* やること A
下の保健師と医療行為についての文章によると、行政保健師になるには何に合格する必要がありますか？
* やること B
下の保健師と医療行為についての文章のうち、「医療行為は限られた人だけが行」から「以前は湿布を貼ることや目薬をさす行為も、医療行為であったそうです。」までを、最後の部分も含めて一字も変えずに書き写してください。
* やること C
下の保健師と医療行為についての文章は途中で終わっています。最後の文のあとに続く部分を書いてください。

* 本文の抜粋

......

医療行為は限られた人だけが行える行為という印象ですが、保健師やケアワーカーなど病院や施設などで働いている人たちはできないのでしょうか?
今回は活躍の場が増えている「保健師」と「医療行為」について、考察していきましょう。
■医療行為とはどういう行為のことでしょうか?
医師法(医師の免許、国家試験の制度、業務上の義務などを規定した法律)により医師や医師の指示を受けた医療従事者のみが、行うことが認められている治療行為や処置などのことです。
以前は湿布を貼ることや目薬をさす行為も、医療行為であったそうです。
■保健師の仕事
保健師は健康状態をチェックしたり病気を未然に防ぐお仕事で、保健指導や健康管理などが主な仕事となっています。保健師の種類は大きく分けて4種類あります。
◎行政保健師
行政機関(都道府県や市町村など)で働く保健師です。市町村役所や市町村が設置する保健センターや、県の保健所が主な活躍の場所です。行政保健師になるには、「公務員採用試験」に合格する必要があります。
◎産業保健師
健康保険組合や企業などで産業医などと共に、労働者の健康管理をします。産業保健師のお仕事は保健指導や疾病などの予防、データの分析や評価などをして予防のための保健指導などを行います。
◎学校保健師
学校保健師は学校における健康業務全般に携わるお仕事です。学校に通う生徒に対する保健指導(いじめなどを始めとする心の健康管理やカウンセリングなど)や教職員のケアなど、そのお仕事内容は多岐にわたります。
◎病院保健師
病院などの医療機関で働く保健師です。病気予防のためのアドバイスや指導をしたり、病院で働くスタッフの健康管理を行ったりします。小児科では予防接種のサポートをしたりもします。
■保健師ができる医療行為
正確には医師以外ができる医療行為になります。
①医師等の医療職が本人や家族に了解を得て、さらに一定の条件を満たした場合、皮膚への軟膏の塗布(祷瘡の処置を除く)、内用薬の内服、皮膚への湿布の貼付や点眼薬の点眼、鼻腔粘膜への薬剤噴霧の介助や肛門からの坐薬挿入など。

......

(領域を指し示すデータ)
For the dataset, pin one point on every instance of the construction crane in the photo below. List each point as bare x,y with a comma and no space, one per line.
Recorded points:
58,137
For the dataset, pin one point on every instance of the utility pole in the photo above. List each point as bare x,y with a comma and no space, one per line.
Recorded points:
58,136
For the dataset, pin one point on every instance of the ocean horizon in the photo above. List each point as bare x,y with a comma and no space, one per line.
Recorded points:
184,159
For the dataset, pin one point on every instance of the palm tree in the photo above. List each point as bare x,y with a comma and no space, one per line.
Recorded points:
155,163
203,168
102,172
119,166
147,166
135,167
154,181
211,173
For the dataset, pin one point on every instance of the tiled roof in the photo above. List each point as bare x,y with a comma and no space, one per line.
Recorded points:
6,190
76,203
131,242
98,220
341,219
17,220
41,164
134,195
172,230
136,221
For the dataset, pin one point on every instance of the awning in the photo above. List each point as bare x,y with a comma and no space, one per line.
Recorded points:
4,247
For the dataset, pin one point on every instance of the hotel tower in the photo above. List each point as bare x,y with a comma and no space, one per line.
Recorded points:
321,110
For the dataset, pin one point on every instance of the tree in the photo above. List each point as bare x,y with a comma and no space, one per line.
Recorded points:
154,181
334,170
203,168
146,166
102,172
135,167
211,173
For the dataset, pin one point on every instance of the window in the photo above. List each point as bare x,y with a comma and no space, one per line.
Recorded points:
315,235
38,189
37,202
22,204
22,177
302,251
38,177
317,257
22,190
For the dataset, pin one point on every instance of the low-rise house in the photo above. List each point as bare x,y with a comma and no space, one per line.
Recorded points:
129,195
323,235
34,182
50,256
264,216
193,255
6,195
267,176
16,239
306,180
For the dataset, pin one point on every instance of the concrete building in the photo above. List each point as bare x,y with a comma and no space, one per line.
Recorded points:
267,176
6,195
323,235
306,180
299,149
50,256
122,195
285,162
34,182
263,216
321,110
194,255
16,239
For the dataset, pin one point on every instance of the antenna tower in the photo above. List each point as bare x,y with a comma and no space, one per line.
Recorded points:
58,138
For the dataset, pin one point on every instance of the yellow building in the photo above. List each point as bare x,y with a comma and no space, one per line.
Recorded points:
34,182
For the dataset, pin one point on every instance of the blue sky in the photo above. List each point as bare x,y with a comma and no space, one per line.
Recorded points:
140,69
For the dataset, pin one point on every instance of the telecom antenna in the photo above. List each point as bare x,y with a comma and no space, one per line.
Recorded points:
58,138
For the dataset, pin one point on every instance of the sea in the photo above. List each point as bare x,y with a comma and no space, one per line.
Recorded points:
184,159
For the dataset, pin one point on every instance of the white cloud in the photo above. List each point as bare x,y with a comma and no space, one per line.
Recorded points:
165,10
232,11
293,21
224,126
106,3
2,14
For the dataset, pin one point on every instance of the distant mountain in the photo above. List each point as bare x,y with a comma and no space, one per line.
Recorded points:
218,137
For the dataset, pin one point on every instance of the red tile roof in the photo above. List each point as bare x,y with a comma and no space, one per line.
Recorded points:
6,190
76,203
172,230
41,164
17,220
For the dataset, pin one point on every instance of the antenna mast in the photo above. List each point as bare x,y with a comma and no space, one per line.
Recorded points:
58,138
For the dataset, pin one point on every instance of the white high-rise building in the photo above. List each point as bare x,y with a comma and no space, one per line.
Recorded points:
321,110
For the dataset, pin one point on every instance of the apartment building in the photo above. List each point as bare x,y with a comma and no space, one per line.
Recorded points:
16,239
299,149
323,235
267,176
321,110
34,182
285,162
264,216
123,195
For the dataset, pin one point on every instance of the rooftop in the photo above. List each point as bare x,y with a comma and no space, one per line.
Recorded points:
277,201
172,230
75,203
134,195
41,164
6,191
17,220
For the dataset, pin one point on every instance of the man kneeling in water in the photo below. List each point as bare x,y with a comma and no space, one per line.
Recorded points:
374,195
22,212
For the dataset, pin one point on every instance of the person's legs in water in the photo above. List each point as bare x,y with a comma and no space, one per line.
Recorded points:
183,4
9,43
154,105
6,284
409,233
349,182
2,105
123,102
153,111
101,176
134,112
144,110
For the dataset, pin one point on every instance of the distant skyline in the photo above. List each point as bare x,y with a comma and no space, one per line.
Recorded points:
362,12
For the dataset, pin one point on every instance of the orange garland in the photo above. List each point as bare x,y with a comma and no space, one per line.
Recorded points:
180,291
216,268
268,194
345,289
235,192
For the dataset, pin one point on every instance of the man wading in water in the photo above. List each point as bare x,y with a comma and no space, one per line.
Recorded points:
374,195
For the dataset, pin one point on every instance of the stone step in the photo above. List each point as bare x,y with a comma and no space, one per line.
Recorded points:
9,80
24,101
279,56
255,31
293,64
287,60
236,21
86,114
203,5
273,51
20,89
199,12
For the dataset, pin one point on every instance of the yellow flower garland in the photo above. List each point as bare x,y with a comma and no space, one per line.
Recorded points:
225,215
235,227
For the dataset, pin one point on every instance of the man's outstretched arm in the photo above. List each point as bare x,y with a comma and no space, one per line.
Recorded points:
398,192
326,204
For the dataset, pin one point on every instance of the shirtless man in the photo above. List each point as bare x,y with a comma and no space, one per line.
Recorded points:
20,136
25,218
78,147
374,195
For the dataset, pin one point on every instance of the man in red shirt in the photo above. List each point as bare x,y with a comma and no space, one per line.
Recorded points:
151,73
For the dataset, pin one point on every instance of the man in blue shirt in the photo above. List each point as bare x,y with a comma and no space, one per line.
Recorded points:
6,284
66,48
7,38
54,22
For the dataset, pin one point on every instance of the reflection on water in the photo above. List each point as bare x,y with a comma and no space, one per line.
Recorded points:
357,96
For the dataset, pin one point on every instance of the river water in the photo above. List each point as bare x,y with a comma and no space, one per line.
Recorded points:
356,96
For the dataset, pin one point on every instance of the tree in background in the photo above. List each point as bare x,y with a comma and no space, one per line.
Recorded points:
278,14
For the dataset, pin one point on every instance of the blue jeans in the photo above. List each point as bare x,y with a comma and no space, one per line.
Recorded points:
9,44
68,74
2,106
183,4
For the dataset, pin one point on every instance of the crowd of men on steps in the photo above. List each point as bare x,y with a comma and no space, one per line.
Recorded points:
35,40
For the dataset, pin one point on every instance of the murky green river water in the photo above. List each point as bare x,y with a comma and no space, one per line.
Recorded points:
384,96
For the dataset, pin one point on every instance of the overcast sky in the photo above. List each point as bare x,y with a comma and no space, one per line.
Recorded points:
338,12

......

* 期待する答え A
「公務員採用試験」に合格する必要があります。

* 期待する答え B
医療行為は限られた人だけが行える行為という印象ですが、保健師やケアワーカーなど病院や施設などで働いている人たちはできないのでしょうか?
今回は活躍の場が増えている「保健師」と「医療行為」について、考察していきましょう。
■医療行為とはどういう行為のことでしょうか?
医師法(医師の免許、国家試験の制度、業務上の義務などを規定した法律)により医師や医師の指示を受けた医療従事者のみが、行うことが認められている治療行為や処置などのことです。
以前は湿布を貼ることや目薬をさす行為も、医療行為であったそうです。

* 期待する答え C
②自動血圧測定器での血圧測定
③体温計で腋下の体温を計測すること、及び耳式電子体温計による体温測定をすること
④軽微な切り傷や擦り傷、やけど等に対し、専門的な判断や技術を必要としない処置をすること
⑤爪切りやヤスリによるやすりがけなど(糖尿病等の疾患に伴う専門的な管理が必要でない場合、爪や爪の周囲の皮膚に異常がない場合)
⑥動脈血酸素飽和度を測定するため、パルスオキシメータを装着すること(新生児以外の者で、入院治療の必要がないものに)
⑦市販の浣腸器を用いて浣腸すること
⑧軽微な切り傷や擦り傷、やけど等に対し、専門的な判断や技術を必要としない処置をすること
⑨日常的な口腔内の刷掃・清拭において、歯ブラシや綿棒などを用いて、歯、口腔粘膜、舌に付着している汚れを取り除き、清潔にすること(重度の歯周病等がない場合)
⑩耳垢を除去すること(耳垢塞栓の除去を除く)
⑪ストマ装具のパウチ内の排泄物を捨てること
⑫自己導尿を補助するためのカテーテルの準備、体位の保持などのサポート
などです。
まとめ
保健師のお仕事は、予防接種を受ける乳幼児や入院されているご老人まで、対象となる世代は幅広いですし、活躍の場も多く存在します。必要とされるスキルや役割も働く場所で変わってきます。
場合によっては虐待の疑いのある家庭への訪問や、認知症の方の家庭を訪問しご本人やご家族の相談などにのったり、保健師の社会で果たす役割はとても大きいです。